Extracted rows -

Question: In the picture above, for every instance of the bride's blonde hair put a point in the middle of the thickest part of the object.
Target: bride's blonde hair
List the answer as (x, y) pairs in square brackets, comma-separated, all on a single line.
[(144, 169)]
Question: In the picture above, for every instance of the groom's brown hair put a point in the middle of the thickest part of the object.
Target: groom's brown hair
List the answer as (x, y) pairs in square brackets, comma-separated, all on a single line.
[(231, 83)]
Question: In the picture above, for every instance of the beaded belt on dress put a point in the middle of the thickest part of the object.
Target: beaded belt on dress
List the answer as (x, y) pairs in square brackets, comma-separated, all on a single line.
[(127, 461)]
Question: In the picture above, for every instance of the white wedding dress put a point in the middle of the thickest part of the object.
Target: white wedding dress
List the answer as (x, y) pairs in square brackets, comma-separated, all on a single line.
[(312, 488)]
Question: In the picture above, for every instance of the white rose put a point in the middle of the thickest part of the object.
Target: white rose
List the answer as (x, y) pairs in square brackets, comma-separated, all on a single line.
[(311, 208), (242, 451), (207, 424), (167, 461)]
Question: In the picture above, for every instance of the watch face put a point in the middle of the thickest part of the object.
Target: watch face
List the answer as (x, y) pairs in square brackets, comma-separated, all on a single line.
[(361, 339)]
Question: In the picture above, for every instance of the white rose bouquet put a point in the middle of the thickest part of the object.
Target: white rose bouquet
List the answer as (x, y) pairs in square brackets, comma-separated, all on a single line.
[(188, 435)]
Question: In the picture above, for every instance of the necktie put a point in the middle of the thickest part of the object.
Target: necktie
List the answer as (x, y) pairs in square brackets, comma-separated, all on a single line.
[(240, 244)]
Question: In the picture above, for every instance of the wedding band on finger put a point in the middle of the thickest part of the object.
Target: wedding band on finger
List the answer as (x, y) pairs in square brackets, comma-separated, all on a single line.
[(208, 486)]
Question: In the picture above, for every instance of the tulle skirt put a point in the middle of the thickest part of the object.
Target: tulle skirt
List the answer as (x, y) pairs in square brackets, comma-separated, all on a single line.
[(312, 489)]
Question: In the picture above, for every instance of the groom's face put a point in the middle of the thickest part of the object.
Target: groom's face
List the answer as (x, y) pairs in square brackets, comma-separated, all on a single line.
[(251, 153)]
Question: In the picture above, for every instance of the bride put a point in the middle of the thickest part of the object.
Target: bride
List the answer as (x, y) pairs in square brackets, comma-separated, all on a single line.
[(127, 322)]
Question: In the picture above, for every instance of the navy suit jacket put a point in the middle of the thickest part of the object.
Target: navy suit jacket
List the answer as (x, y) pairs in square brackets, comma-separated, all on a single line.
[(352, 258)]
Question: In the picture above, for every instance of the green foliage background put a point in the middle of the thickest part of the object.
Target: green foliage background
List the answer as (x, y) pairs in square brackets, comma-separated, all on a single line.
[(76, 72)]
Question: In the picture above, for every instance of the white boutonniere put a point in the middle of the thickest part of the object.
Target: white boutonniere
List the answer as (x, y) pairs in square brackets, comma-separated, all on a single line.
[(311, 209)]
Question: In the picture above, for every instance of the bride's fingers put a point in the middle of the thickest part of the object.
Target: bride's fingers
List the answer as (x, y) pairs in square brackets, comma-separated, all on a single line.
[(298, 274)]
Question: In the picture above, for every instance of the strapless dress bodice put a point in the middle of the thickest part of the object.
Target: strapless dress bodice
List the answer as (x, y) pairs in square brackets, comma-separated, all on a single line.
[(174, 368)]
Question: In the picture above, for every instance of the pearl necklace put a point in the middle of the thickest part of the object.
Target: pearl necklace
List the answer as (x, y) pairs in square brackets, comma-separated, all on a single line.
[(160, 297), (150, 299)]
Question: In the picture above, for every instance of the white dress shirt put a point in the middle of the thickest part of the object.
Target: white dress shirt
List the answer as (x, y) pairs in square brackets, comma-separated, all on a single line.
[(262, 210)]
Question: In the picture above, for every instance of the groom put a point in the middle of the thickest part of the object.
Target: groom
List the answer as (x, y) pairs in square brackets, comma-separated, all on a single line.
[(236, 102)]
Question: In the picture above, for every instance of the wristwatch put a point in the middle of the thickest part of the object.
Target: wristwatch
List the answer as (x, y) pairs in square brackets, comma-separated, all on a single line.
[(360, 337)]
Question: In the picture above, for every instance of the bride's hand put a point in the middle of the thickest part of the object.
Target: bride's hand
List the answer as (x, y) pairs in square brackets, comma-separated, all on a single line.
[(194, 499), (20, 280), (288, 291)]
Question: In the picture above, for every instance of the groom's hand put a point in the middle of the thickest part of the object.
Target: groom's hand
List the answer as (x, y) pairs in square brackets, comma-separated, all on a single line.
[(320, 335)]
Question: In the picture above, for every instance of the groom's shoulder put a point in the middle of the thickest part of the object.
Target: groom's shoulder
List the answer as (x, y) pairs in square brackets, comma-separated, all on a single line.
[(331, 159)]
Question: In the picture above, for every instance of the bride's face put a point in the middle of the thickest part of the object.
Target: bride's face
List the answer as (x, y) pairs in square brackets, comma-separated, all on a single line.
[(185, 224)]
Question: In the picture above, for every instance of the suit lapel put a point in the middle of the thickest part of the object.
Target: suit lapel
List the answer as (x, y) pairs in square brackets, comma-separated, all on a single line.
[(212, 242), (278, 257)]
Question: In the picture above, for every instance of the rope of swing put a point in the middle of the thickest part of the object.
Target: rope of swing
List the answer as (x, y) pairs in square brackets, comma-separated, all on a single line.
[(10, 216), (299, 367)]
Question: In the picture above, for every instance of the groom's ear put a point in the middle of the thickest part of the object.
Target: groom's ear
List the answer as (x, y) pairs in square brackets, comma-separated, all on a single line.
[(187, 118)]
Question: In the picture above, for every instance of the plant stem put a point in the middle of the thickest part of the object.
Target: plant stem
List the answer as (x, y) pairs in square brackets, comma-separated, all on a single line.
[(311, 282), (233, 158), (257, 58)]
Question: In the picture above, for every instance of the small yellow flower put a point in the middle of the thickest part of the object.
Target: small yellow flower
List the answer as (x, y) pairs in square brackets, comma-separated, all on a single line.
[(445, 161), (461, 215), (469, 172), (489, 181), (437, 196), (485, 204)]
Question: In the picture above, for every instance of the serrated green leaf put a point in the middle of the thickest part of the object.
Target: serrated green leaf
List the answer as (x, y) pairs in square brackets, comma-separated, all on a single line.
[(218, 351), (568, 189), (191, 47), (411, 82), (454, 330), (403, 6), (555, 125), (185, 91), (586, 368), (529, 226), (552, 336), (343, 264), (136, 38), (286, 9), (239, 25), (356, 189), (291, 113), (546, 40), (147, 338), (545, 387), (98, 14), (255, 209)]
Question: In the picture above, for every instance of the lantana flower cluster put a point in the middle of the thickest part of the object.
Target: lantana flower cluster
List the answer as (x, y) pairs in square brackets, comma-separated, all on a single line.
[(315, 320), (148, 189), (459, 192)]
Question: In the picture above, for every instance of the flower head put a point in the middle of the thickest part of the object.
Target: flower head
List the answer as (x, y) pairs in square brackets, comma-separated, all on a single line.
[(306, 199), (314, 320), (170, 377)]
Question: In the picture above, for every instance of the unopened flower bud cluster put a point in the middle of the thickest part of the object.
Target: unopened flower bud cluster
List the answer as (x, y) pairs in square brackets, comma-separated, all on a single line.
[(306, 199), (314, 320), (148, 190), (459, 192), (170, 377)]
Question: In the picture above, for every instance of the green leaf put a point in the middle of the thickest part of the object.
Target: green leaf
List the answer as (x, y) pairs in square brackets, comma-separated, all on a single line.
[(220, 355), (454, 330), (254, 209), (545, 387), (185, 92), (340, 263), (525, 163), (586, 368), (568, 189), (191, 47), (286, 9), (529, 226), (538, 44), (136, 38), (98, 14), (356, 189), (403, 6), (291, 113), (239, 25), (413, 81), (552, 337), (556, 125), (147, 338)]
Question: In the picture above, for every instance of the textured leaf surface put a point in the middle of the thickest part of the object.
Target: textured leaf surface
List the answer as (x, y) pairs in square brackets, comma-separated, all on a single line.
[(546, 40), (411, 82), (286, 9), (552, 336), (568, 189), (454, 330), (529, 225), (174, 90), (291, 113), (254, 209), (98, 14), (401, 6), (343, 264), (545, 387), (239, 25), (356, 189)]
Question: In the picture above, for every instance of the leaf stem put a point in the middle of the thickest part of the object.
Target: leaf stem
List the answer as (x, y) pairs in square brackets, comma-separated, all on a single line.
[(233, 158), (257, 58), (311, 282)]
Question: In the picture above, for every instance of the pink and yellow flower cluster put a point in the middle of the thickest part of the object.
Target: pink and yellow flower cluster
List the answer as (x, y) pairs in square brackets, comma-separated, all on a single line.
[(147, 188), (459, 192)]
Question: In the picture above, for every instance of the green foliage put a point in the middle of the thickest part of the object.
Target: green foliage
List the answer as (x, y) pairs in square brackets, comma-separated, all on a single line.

Objective -
Could you copy the rows above word for word, starting at the line that contains "white rose put" and ending after the line that contains "[(361, 339)]"? Copy only those lines.

The output -
Question: In the picture above, for every instance of the white rose put a point in the middle of the thickest part of the object.
Target: white rose
List the answer as (x, y) pairs in square brackets, comma-separated, all on a single line.
[(311, 208), (242, 451), (207, 424), (167, 461)]
Question: In the picture above, for every instance of the watch face put a point in the middle of the thickest part of the object.
Target: watch face
List the answer as (x, y) pairs in square brackets, comma-separated, all on a single line.
[(361, 339)]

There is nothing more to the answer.